▶ Exercise description
Only part of the listing is needed, namely the lines from its start through the line with "As a warehouse robot's perception module, locate white", and they should be retyped exactly.

▶ Material provided

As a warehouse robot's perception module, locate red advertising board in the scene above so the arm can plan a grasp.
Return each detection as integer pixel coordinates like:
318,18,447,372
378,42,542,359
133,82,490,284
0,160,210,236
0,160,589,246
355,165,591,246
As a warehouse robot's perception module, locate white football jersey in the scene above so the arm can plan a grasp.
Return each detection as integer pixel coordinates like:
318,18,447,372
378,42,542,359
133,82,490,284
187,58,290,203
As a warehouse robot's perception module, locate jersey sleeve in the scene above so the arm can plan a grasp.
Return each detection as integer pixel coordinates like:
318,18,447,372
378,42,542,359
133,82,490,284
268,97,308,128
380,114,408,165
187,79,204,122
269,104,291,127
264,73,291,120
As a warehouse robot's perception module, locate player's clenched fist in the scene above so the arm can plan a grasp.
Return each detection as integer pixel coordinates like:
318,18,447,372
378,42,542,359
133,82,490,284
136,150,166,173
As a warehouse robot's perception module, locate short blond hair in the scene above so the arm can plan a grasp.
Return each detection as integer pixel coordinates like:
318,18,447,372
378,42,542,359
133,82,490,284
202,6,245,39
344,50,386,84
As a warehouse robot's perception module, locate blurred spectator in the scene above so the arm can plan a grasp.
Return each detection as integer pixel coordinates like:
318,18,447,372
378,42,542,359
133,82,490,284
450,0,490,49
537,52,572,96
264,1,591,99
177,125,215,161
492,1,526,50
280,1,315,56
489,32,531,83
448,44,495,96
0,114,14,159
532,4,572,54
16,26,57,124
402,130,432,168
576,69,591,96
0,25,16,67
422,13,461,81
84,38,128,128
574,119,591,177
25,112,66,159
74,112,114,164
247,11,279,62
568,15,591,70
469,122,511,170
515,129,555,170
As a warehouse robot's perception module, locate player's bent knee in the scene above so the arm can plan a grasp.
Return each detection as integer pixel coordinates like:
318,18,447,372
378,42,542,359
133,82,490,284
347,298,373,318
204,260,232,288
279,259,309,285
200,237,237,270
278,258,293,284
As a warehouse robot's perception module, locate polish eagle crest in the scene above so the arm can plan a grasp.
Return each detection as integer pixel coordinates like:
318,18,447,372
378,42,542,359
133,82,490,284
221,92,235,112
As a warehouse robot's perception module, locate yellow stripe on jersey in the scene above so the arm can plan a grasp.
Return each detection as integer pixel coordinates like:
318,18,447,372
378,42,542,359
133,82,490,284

▶ Exercise response
As a warehouse robot's perception module, locate red advertising board in the scene above so the arm can plan a grasp.
Return each detection as integer pixel coordinates like:
318,18,447,372
378,42,542,359
133,82,490,284
0,160,210,236
0,160,589,246
355,165,591,246
As a warehouse robot's perception module, locate white football jersey in the scene above so the arm can plan a grasp.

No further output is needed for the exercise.